Text passage

+++

In asking these obnoxious questions, I'm not trying to make a reductio ad absurdum of caring about risk, or proposing an infinitely slippery slope where our only choices are between max accelerationism and a destroy-all-computers Butlerian Jihad. I just think it's important to notice that "Stop thinking about AI" kind of does amount to a Butlerian Jihad (and that publishing and thinking are not unrelated)?

Comment by Zack_M_Davis on [deleted post] 2024-05-02T18:55:16.637Z

I think this is undignified.

I agree that it would be safer if humanity were a collective hivemind that could coordinate to not build AI until we know how to build the best AI, and that people should differentially work on things that make the situation better rather than worse, and that this potentially includes keeping quiet about information that would make things worse.

The problem is—as you say—"[i]t's very rare that any research purely helps alignment"; you can't think about aligning AI without thinking about AI. In order to navigate the machine intelligence transition in the most dignified way, you want your civilization's best people to be doing their best thinking about the problem, and your best people can't do their best thinking under the conditions of paranoid secrecy.

Concretely, I've been studying some deep learning basics lately and have written a couple posts about things I've learned. I think this was good, not bad. I think I and my readers have a slightly better understanding of the technology in question than if I hadn't studied and hadn't written, and that better understanding will help us make better decisions in expectation.

This applies doubly so to work that aims to make AI understandable or helpful, rather than aligned—a helpful AI will help anyone

Sorry, what? I thought the fear was that we don't know how to make helpful AI at all. (And that people who think they're being helped by seductively helpful-sounding LLM assistants are being misled by surface appearances; the shoggoth underneath has its own desires that we won't like when it's powerful enough to persue them autonomously.) In contrast, this almost makes it sound like you think it is plausible to align AI to its user's intent, but that this would be bad if the users aren't one of "us"—you know, the good alignment researchers who want to use AI to take over the universe, totally unlike those evil capabilities researchers who want to use AI to produce economically valuable goods and services.

+++

Referring expression pointing data

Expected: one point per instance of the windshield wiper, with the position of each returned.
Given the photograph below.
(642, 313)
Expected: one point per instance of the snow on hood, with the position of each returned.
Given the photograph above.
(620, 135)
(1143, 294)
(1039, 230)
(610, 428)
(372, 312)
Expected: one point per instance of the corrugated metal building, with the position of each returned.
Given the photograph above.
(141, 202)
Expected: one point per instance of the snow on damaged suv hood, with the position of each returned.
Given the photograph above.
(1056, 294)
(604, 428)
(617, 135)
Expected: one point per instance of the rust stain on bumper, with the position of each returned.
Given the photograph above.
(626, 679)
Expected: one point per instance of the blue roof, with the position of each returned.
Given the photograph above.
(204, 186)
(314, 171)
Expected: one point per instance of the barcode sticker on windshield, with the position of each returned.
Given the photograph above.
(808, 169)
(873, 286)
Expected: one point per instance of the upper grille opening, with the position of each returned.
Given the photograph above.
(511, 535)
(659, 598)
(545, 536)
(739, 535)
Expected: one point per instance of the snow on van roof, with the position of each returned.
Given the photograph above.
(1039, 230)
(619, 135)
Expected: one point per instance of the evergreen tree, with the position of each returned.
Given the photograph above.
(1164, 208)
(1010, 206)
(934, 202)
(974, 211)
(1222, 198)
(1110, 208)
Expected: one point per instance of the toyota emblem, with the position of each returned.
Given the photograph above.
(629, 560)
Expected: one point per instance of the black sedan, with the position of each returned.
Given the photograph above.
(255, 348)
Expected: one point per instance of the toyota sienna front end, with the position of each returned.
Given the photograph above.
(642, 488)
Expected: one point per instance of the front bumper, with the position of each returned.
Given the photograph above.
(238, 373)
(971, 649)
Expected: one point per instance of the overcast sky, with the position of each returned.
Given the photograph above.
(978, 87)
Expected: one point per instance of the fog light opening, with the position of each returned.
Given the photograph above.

+++

Task A
Summarize the comment on thinking and publishing about AI in two sentences.
Task B
Write what comes next in the comment on thinking and publishing about AI, picking up after its last sentence.

Response box A
The commenter calls the advice to stop thinking about AI undignified, granting that coordination and silence about harmful information could be safer but arguing that no one can think about aligning AI without thinking about AI, and that a civilization's best people can't do their best thinking under paranoid secrecy. The commenter defends studying deep learning basics and writing about them as good for decision-making, and pushes back on the claim about helpful AI, noting that the fear was supposed to be that nobody knows how to make helpful AI at all.

Response box B
Comment by Zack_M_Davis on Ironing Out the Squiggles · 2024-05-01T06:17:58.842Z · LW · GW

Sorry, this doesn't make sense to me. The boundary doesn't need to be smooth in an absolute sense in order to exist and be learnable (whether by neural nets or something else). There exists a function from business plans to their profitability. The worry is that if you try to approximate that function with standard ML tools, then even if your approximation is highly accurate on any normal business plan, it's not hard to construct an artificial plan on which it won't be. But this seems like a limitation of the tools; I don't think it's because the space of business plans is inherently fractally complex and unmodelable.

Comment by Zack_M_Davis on Ironing Out the Squiggles · 2024-05-01T03:10:14.830Z · LW · GW

Unless you do conditional sampling of a learned distribution, where you constrain the samples to be in a specific a-priori-extremely-unlikely subspace, in which case sampling becomes isomorphic to optimization in theory

Right. I think the optimists would say that conditional sampling works great in practice, and that this bodes well for applying similar techniques to more ambitious domains. There's no chance of this image being in the Stable Diffusion pretraining set:

One could reply, "Oh, sure, it's obvious that you can conditionally sample a learned distribution to safely do all sorts of economically valuable cognitive tasks, but that's not the danger of true AGI." And I ultimately think you're correct about that. But I don't think the conditional-sampling thing was obvious in 2004.